── MATERIAL FOR THIS EXERCISE
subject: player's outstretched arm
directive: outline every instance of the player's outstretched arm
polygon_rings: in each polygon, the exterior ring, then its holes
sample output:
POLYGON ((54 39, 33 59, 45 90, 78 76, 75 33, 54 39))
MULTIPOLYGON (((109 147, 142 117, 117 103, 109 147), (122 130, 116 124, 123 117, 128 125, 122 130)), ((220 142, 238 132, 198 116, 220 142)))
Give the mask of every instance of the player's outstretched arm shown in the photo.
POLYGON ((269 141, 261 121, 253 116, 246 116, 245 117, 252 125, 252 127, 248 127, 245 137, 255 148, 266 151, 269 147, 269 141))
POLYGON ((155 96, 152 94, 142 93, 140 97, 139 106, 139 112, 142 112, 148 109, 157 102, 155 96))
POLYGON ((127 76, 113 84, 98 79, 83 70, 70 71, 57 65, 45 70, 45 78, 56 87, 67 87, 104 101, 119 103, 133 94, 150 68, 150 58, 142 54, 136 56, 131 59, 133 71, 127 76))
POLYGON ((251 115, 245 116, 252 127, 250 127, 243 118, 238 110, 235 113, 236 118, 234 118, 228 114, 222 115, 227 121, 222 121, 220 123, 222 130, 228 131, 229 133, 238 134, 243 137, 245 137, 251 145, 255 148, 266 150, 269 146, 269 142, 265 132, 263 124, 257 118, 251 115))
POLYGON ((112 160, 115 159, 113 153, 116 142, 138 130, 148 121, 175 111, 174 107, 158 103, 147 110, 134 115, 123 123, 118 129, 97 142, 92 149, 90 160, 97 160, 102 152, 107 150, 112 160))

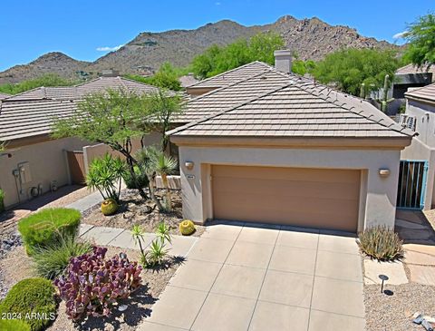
────
## EXERCISE GOAL
Recast the records above as a two-column Markdown table headed Row and Line, with each nonblank line numbered in order. Omit blank lines and leave the pictures out.

## TASK RESULT
| Row | Line |
|---|---|
| 1 | subject: player's outstretched arm |
| 2 | directive: outline every instance of the player's outstretched arm |
| 3 | polygon_rings: in each polygon, the exterior ring, then its holes |
| 4 | sample output: |
| 5 | POLYGON ((54 39, 33 59, 45 90, 78 76, 75 33, 54 39)) |
| 6 | MULTIPOLYGON (((109 147, 142 117, 117 103, 109 147), (122 130, 116 124, 123 117, 128 125, 122 130)), ((220 142, 238 132, 198 116, 220 142))) |
| 7 | Give the mask of every instance of the player's outstretched arm shown in the photo. |
| 8 | POLYGON ((269 141, 261 121, 253 116, 246 116, 245 117, 252 125, 252 127, 248 127, 245 137, 255 148, 266 151, 269 147, 269 141)) |
| 9 | POLYGON ((155 96, 152 94, 142 93, 140 97, 139 106, 139 112, 142 112, 148 109, 157 102, 155 96)) |
| 10 | POLYGON ((127 76, 113 84, 98 79, 83 70, 70 71, 57 65, 45 70, 45 78, 56 87, 67 87, 104 101, 119 103, 133 94, 150 68, 150 58, 142 54, 136 56, 131 59, 133 71, 127 76)) |
| 11 | POLYGON ((251 115, 245 116, 252 127, 250 127, 243 118, 238 110, 235 113, 236 118, 234 118, 228 114, 222 115, 227 121, 222 121, 220 123, 222 130, 228 131, 229 133, 238 134, 243 137, 245 137, 251 145, 255 148, 266 150, 269 146, 269 142, 265 132, 263 124, 257 118, 251 115)) |
| 12 | POLYGON ((112 160, 115 159, 113 153, 116 142, 138 130, 148 121, 175 111, 174 107, 158 103, 147 110, 134 115, 123 123, 118 129, 97 142, 92 149, 90 160, 97 160, 102 152, 107 150, 112 160)) |